● **INFORMATION PROVIDED**:
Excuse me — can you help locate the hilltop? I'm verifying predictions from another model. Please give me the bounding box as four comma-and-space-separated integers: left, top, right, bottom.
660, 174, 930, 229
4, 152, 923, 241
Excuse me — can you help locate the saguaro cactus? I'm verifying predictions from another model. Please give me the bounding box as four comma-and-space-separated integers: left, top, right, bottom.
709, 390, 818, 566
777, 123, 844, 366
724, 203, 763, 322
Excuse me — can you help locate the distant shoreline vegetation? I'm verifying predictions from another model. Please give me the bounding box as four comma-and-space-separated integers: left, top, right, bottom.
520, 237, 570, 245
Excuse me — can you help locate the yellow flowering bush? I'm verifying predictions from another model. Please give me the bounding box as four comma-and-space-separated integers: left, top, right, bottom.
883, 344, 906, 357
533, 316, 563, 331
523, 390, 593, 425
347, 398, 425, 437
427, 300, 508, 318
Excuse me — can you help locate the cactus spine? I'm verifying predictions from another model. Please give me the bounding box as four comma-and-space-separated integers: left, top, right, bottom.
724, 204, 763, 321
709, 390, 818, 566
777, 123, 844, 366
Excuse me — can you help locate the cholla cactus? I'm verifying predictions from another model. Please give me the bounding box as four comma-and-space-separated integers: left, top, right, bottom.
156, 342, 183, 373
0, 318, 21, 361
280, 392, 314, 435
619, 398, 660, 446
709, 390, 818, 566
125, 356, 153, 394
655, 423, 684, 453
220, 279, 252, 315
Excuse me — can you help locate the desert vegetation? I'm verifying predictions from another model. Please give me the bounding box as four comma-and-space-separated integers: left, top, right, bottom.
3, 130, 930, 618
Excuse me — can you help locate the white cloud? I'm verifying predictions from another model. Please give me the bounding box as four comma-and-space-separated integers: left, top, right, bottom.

● **PROBLEM TO WORK ON**:
Retype the lines of the material from the one containing "Excuse me — can you help locate the cholla" through the last line, exactly, and give no other lines.

● **RESPONSE BOX**:
Excuse me — can you help locate the cholla cactus? I'm verifying predictions from another model. Please give me the bounding box as four comma-and-space-separated integers: left, top, right, bottom.
156, 342, 183, 373
0, 318, 21, 361
280, 392, 314, 435
619, 398, 660, 446
709, 390, 818, 566
125, 356, 153, 394
655, 423, 684, 453
220, 279, 252, 315
Excuse me — can you help locate the desert vegetation? I'm verifying predictions from another model. Please give me the bounding box as four comma-and-space-separated integers: left, top, right, bottom.
3, 130, 930, 618
Excuse me — can you help locate the white cloud? I'm verifying predictions from another model. Please give me the bounding box as four comma-and-space-separated integers: left, top, right, bottom.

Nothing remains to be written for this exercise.